## WRITTEN EXERCISE
Please reproduce the data below, swapping every "detections" for "found_objects" and leaving everything else unchanged.

## MATERIAL FOR THIS TASK
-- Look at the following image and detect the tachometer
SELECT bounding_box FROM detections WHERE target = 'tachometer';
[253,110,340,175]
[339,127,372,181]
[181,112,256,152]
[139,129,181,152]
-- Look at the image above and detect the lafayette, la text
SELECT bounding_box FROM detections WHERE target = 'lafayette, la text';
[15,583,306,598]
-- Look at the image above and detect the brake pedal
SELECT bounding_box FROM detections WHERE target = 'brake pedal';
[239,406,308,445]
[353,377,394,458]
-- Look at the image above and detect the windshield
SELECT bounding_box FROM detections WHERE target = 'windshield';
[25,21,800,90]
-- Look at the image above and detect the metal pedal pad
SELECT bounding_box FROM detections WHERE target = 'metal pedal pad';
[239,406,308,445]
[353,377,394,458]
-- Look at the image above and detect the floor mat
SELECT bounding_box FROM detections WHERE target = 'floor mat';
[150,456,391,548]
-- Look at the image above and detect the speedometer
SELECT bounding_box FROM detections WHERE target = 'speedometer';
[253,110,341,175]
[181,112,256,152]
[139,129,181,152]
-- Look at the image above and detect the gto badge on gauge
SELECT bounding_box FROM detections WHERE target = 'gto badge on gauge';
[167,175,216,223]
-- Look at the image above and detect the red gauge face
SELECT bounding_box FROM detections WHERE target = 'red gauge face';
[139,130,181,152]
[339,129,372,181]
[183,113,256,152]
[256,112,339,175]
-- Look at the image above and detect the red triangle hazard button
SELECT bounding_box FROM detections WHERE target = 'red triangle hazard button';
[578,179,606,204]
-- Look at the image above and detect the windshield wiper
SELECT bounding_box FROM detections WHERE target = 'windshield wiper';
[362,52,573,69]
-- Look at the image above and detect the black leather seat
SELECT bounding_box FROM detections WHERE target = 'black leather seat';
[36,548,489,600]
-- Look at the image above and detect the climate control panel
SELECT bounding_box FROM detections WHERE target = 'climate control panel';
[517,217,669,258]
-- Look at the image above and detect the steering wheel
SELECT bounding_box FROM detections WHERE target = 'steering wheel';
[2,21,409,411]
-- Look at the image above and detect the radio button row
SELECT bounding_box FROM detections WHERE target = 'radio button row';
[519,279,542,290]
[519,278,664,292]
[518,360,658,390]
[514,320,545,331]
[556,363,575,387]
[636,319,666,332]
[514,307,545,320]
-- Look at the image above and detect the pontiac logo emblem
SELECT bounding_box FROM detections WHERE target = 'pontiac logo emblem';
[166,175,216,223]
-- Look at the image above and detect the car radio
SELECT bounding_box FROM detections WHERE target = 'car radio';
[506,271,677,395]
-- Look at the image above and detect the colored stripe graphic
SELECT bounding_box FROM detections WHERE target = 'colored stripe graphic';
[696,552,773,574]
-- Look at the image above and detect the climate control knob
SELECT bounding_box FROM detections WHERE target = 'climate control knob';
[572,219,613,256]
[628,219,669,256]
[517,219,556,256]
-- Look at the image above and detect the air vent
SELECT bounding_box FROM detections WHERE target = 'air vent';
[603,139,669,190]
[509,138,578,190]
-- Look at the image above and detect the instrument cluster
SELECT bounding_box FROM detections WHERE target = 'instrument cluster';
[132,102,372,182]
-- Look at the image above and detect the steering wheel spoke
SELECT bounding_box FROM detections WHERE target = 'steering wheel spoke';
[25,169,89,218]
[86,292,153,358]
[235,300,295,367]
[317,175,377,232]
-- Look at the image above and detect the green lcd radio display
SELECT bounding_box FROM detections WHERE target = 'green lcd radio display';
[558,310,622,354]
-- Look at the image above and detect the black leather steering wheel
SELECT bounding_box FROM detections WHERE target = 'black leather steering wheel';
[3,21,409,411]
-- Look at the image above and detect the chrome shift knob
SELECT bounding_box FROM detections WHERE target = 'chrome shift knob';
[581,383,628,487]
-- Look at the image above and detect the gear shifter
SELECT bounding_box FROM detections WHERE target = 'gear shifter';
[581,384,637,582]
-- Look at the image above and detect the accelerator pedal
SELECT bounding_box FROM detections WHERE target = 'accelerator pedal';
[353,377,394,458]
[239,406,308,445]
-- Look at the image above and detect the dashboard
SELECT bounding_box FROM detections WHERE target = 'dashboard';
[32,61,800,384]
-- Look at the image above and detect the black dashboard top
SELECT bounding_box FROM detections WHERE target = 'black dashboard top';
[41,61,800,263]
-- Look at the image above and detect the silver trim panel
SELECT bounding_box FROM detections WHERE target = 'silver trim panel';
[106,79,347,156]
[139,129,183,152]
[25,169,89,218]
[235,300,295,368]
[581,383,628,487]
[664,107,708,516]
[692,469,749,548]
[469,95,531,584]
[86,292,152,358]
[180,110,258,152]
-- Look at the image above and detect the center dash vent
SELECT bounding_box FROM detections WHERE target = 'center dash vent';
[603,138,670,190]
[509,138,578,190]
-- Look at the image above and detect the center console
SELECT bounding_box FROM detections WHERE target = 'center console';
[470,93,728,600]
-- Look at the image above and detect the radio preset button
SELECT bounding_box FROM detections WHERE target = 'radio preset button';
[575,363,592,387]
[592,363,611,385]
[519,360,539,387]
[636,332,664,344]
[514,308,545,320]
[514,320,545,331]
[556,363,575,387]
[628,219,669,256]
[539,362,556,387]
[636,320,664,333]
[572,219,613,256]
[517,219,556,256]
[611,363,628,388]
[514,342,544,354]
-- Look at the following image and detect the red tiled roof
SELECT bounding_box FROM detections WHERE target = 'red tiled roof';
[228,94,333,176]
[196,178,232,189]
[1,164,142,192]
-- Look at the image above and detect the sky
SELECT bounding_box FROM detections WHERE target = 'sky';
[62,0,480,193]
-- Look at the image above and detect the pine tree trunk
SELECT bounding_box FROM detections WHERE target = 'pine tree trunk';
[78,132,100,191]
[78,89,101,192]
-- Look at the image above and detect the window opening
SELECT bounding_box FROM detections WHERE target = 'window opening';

## ANSWER TO THE EXERCISE
-- Look at the following image and detect the tachometer
SELECT bounding_box FROM found_objects WHERE target = 'tachometer';
[253,110,340,175]
[339,127,372,181]
[181,112,256,152]
[139,129,181,152]
-- Look at the image above and detect the lafayette, la text
SELECT bounding_box FROM found_objects WHERE target = 'lafayette, la text';
[15,583,306,598]
-- Look at the image above and detect the brake pedal
SELECT bounding_box FROM found_objects WHERE target = 'brake pedal';
[239,406,308,445]
[353,377,394,458]
-- Look at the image above and detect the windshield
SELECT bounding_box FROM found_objects WHERE target = 'windshield';
[25,21,800,90]
-- Look at the image above and detect the metal pedal pad
SELECT bounding_box FROM found_objects WHERE target = 'metal pedal pad';
[239,406,308,445]
[353,377,394,458]
-- Look at the image above and detect the floor mat
SELECT bounding_box FROM found_objects WHERE target = 'floor mat';
[150,456,391,548]
-- Look at the image above and detect the speedometer
SELECT bounding_box FROM found_objects WHERE target = 'speedometer';
[253,110,341,175]
[181,112,256,152]
[139,129,181,152]
-- Look at the image above and detect the gto badge on gauge
SELECT bounding_box FROM found_objects WHERE target = 'gto badge on gauge';
[167,175,216,223]
-- Look at the image above and detect the red gauge face
SELECT bounding_box FROM found_objects WHERE target = 'red gauge face';
[139,130,181,152]
[339,129,372,181]
[183,113,256,152]
[256,112,339,175]
-- Look at the image above and detect the red triangle hazard button
SELECT bounding_box FROM found_objects WHERE target = 'red triangle hazard button';
[578,179,606,204]
-- Look at the image above and detect the windshield wiper
SELECT bounding_box FROM found_objects WHERE target = 'windshield wiper';
[362,52,573,69]
-- Look at the image above and detect the black leather seat
SELECT bounding_box FROM found_objects WHERE target = 'black leather seat';
[36,548,489,600]
-- Look at the image above and detect the climate control panel
SELECT bounding_box FROM found_objects WHERE target = 'climate control panel';
[517,217,669,258]
-- Look at the image above and detect the steering wheel
SELECT bounding_box FROM found_objects WHERE target = 'steering wheel';
[2,21,409,411]
-- Look at the image above and detect the radio button row
SELECT bounding_box FROM found_objects WHERE target = 'radio button row';
[519,279,542,290]
[519,278,664,292]
[518,360,658,390]
[514,320,545,331]
[556,363,575,387]
[636,319,666,332]
[514,307,545,320]
-- Look at the image above and detect the pontiac logo emblem
SELECT bounding_box FROM found_objects WHERE target = 'pontiac logo emblem';
[166,175,216,223]
-- Look at the image above and detect the car radio
SELECT bounding_box FROM found_objects WHERE target = 'car radio';
[506,271,677,395]
-- Look at the image above and detect the colored stripe graphic
SELECT bounding_box FROM found_objects WHERE target = 'colored stripe graphic';
[696,552,773,574]
-- Look at the image above and detect the climate control knob
SELECT bounding_box FROM found_objects WHERE target = 'climate control knob';
[572,219,613,256]
[628,219,669,256]
[517,219,556,256]
-- Look at the image above and detect the air vent
SELECT bounding_box FROM found_objects WHERE target = 'air vent';
[603,139,669,190]
[509,138,578,190]
-- Look at the image above and detect the instrument cluster
SELECT bounding_box FROM found_objects WHERE target = 'instrument cluster';
[132,102,372,182]
-- Look at the image above and detect the steering wheel spoke
SELECT bounding_box FROM found_objects WHERE target = 'steering wheel spoke';
[25,169,89,218]
[86,292,153,358]
[235,300,295,367]
[317,175,377,232]
-- Look at the image above and detect the green lcd radio display
SELECT bounding_box FROM found_objects WHERE target = 'green lcd radio display';
[558,310,622,354]
-- Look at the image above and detect the black leather steering wheel
SELECT bounding_box FROM found_objects WHERE target = 'black leather steering wheel';
[3,21,409,411]
-- Look at the image above and detect the chrome shift knob
SELECT bounding_box FROM found_objects WHERE target = 'chrome shift knob';
[581,383,628,487]
-- Look at the image above and detect the gear shifter
SELECT bounding_box FROM found_objects WHERE target = 'gear shifter';
[581,384,637,582]
-- Look at the image above and detect the accelerator pedal
SELECT bounding_box FROM found_objects WHERE target = 'accelerator pedal';
[353,377,394,458]
[239,406,308,445]
-- Look at the image above and detect the dashboard
SELECT bounding_box FROM found_objects WHERE target = 'dashboard';
[32,61,800,384]
-- Look at the image above and detect the black dashboard top
SELECT bounding_box FROM found_objects WHERE target = 'black dashboard top';
[41,61,800,263]
-- Look at the image above and detect the silver trim panel
SELECT bounding_box FROM found_objects WHERE target = 'silver trim panel';
[106,79,347,156]
[139,129,183,152]
[25,169,89,218]
[235,300,295,368]
[581,383,628,487]
[664,107,708,516]
[692,469,749,548]
[469,95,531,584]
[86,292,152,358]
[180,110,258,152]
-- Look at the image above and detect the center dash vent
SELECT bounding_box FROM found_objects WHERE target = 'center dash vent';
[603,138,670,190]
[509,138,578,190]
-- Look at the image above and detect the center console
SELECT bounding_box FROM found_objects WHERE target = 'center console';
[470,93,728,600]
-- Look at the image above and detect the radio preset button
SELECT bounding_box FROM found_objects WHERE target = 'radio preset button';
[575,363,592,387]
[592,363,611,385]
[519,360,539,387]
[636,332,664,344]
[514,308,545,320]
[514,320,545,331]
[556,363,575,387]
[628,219,669,256]
[539,362,556,387]
[636,320,664,333]
[572,219,613,256]
[517,219,556,256]
[611,363,628,388]
[514,342,544,354]
-- Look at the following image and detect the red tiled roof
SELECT bounding_box FROM found_objects WHERE target = 'red tiled roof';
[228,94,333,176]
[196,178,232,189]
[1,164,142,192]
-- Look at the image above and detect the sky
SELECT bounding_box FROM found_objects WHERE target = 'sky';
[62,0,480,193]
-- Look at the image above and detect the pine tree trunk
SELECT bounding_box FROM found_objects WHERE target = 'pine tree trunk';
[78,132,100,191]
[78,89,101,192]
-- Look at the image above and detect the window opening
SELECT bounding_box FROM found_objects WHERE target = 'window opening';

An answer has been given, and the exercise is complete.